[What you have to do] Down to the last line, restate the records below word for word, dropping every image.
** Opening Supplied records block **
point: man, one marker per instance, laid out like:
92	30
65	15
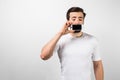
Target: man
76	50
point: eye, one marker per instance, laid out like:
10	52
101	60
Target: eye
80	19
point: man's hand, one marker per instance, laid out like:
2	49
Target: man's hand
65	30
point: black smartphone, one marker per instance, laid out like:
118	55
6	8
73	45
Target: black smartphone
77	28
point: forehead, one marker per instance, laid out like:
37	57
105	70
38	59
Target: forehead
76	14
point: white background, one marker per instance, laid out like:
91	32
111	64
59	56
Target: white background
26	25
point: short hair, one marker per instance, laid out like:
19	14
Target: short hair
74	9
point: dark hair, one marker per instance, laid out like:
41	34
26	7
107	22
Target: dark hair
74	9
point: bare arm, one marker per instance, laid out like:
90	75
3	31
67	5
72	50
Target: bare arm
47	50
98	70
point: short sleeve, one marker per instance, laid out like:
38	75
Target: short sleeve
96	51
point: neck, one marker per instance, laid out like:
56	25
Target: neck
77	34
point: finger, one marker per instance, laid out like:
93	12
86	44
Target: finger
71	31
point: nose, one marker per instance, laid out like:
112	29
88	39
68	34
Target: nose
76	21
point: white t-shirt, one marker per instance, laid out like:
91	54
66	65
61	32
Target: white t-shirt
76	55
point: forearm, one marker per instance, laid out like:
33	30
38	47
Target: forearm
99	73
48	49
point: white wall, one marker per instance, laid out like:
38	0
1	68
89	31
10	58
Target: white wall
26	25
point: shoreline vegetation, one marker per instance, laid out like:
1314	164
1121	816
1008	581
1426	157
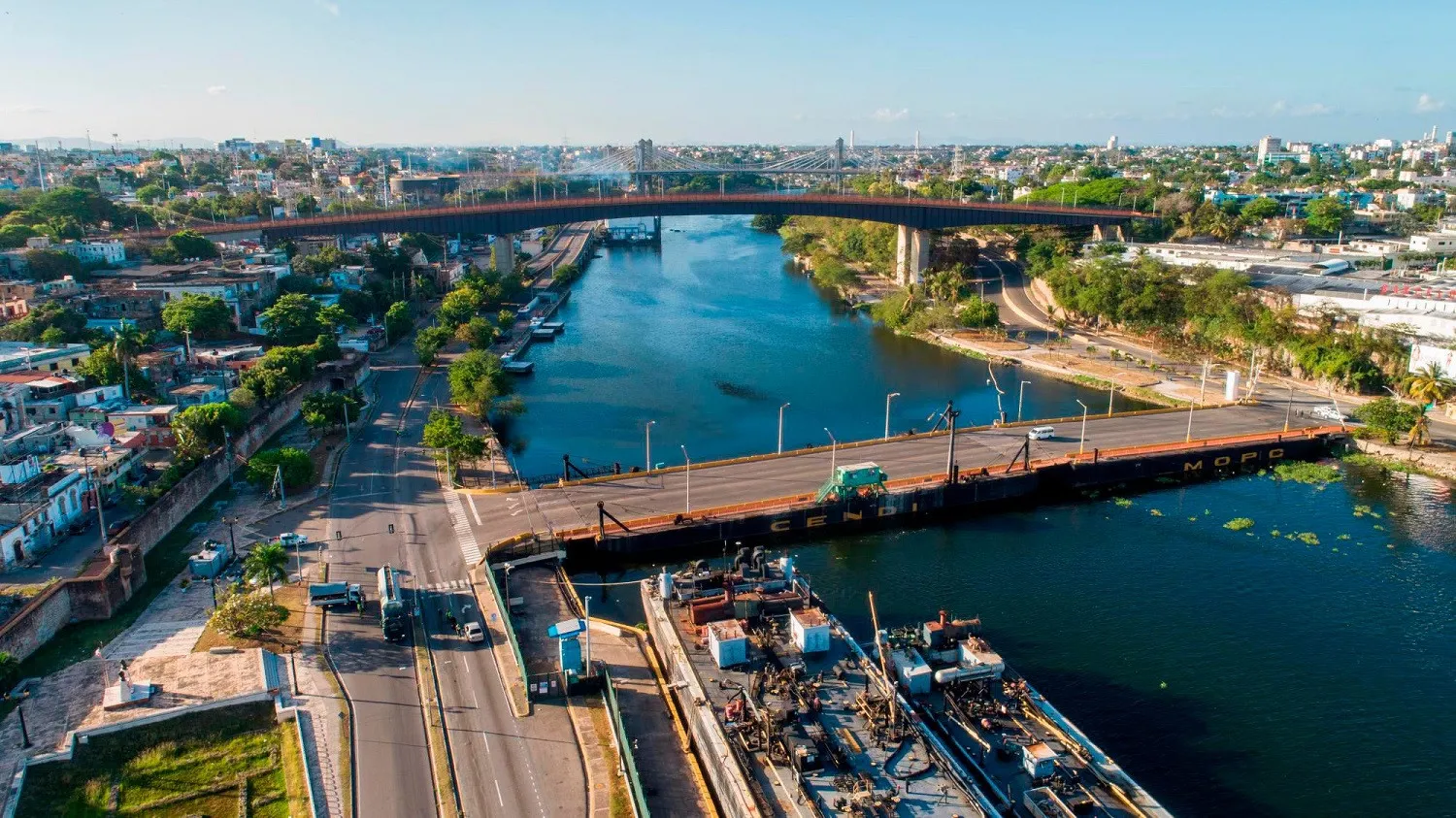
** Closing Supplied records block **
[The answer]
point: man, one marker per instance, laid out like:
92	30
65	15
Target: man
76	50
point: eye, one marker per instance, laid out like:
10	52
101	60
Target: eye
80	19
point: man's hand, one marker per instance, laid out like:
2	49
Target: man's hand
65	30
point: black smartphone, one marker per instance, laid out like:
118	55
6	8
73	45
Target: black smartphone
77	28
point: forehead, one marker per instance, laid out like:
37	57
105	70
38	59
Target: forehead
76	14
point: white background, one marker per instance, laid out like:
91	32
111	64
59	56
Target: white background
26	25
point: short hair, one marker per instance, laid out like:
19	14
Target: short hair
74	9
point: dark hair, one marker per instance, laid out like:
41	34
26	7
107	22
Target: dark hair
74	9
point: bare arm, one marker per instance, laid out like:
90	75
3	31
67	5
72	50
Target: bare arm
47	50
98	70
point: short sleeve, one marker per instance, laid out like:
38	75
Target: short sleeve
96	51
point: neck, one marker per instance, laid out like:
56	25
Target: neck
77	34
point: finger, one marker per instance, laid out like:
93	12
86	44
Target: finger
71	31
point: nose, one marker per instance, laid out like:
112	29
88	39
68	34
Target: nose
76	21
point: white t-shirt, one marker per instance, laid out like:
91	54
66	65
61	32
Target: white t-shirt
76	55
point: forearm, one marker per instance, laid out like:
33	30
38	47
Target: forearm
99	73
48	49
point: white wall, one marker per instance, laid out like:
38	0
1	68
89	31
10	58
Target: white wall
26	25
point: shoreline vegetation, one marker per instance, laid out like:
1314	164
1121	816
1008	581
1426	157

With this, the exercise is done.